### Stated problem
Condense the forum thread paragraph that begins 'with 6" pots in ebb flow' into a short bulleted list, keeping its main facts.

### Page text

■ ■ ■ ■

I use this kind... @ $0.50 a piece...


----------



## ForcedInduction (Sep 1, 2009)

i wish i knew that before i ordered my shit last night! i gotta find some locally i guess.... i'm gonna miss having a full tray of hydroton  i love that shit


----------



## ForcedInduction (Sep 1, 2009)

keep the res topped off with water,

add nutes to the res on a regular basis, weekly is often enough, to bring the TDS back up to normal levels of a new res.

during water addbacks, TDS will fall, and pH will rise

after nute addbacks, TDS will rise, and pH will fall

if the res is not draw down more than 10% of its volume between refils, the pH wont go too low, and the TDS wont go too high, between reservoir topp offs


----------



## ForcedInduction (Sep 1, 2009)

with 6" pots in ebb flow, you can use as many as fit the tray, though I would opt for half as many. for a 400w light, I recommend a 20 gallon res. 6 gallons may be fine, if you keep it topped off.

■ ■ ■ ■

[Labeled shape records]
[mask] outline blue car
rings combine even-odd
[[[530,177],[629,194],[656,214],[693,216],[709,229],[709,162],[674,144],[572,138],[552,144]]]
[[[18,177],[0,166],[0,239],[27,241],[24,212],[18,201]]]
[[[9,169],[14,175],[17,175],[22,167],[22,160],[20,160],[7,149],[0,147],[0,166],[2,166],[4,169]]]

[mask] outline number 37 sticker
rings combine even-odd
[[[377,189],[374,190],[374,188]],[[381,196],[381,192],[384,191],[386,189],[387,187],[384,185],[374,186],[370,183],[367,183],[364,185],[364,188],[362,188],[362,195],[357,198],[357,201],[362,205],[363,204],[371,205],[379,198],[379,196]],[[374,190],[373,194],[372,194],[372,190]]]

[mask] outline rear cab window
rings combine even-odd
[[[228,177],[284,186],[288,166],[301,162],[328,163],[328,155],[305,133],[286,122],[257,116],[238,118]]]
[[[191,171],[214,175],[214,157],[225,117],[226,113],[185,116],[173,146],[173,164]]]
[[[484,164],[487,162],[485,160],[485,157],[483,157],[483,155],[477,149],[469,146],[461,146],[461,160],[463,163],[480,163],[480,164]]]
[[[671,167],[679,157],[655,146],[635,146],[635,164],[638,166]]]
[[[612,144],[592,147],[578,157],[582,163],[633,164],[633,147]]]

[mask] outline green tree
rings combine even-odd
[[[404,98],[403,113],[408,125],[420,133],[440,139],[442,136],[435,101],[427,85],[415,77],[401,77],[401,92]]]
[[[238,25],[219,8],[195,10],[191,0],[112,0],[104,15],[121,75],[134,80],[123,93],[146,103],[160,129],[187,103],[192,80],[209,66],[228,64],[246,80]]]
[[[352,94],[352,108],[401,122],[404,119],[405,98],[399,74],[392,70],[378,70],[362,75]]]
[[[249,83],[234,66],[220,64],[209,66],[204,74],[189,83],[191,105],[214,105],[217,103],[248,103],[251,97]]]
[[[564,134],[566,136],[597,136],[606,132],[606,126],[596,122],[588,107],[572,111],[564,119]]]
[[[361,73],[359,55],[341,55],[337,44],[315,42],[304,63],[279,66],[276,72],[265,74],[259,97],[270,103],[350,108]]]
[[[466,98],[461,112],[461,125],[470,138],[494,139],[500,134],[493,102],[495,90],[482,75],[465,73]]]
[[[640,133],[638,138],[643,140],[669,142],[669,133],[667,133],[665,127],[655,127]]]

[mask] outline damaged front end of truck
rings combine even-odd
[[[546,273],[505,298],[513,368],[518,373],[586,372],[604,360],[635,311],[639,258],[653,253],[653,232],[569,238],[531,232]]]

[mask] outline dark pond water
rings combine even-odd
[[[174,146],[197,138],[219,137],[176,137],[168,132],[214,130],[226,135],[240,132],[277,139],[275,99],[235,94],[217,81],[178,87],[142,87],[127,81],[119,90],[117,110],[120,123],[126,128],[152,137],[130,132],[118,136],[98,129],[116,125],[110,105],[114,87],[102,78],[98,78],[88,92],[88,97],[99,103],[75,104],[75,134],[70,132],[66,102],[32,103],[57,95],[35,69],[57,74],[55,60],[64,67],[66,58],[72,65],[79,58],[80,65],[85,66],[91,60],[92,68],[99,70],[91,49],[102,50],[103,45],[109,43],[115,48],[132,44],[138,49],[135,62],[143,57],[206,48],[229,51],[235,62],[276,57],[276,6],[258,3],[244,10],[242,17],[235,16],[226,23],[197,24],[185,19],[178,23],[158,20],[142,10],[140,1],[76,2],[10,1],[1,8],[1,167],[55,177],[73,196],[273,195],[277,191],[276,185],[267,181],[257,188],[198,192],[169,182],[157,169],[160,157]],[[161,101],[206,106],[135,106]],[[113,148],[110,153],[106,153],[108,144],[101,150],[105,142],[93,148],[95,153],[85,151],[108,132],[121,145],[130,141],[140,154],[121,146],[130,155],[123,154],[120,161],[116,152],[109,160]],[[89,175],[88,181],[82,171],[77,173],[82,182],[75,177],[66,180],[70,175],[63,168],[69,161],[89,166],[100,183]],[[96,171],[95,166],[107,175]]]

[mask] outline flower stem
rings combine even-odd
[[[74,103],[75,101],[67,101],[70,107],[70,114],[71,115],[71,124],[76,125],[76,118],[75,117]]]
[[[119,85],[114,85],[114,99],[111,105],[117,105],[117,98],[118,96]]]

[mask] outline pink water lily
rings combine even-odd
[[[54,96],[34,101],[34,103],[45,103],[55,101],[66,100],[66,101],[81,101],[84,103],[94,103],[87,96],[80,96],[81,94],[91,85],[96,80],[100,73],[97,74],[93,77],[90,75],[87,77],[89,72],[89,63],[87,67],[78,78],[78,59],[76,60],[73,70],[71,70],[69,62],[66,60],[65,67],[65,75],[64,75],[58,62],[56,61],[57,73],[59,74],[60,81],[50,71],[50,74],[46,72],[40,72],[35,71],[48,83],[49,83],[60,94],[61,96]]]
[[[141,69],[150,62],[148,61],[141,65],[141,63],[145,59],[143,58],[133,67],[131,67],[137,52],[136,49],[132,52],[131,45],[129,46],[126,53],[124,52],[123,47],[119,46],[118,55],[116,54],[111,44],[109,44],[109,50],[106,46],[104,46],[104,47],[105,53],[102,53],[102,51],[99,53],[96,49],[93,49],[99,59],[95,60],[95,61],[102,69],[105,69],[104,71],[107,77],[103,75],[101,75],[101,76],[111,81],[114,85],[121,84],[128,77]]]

■ ■ ■ ■

### Reply to the task
- With 6-inch pots in ebb and flow, you can fit as many as the tray holds, though the writer would use half as many.
- For a 400 W light, a 20-gallon reservoir is recommended.
- A 6-gallon reservoir may be fine if it is kept topped off.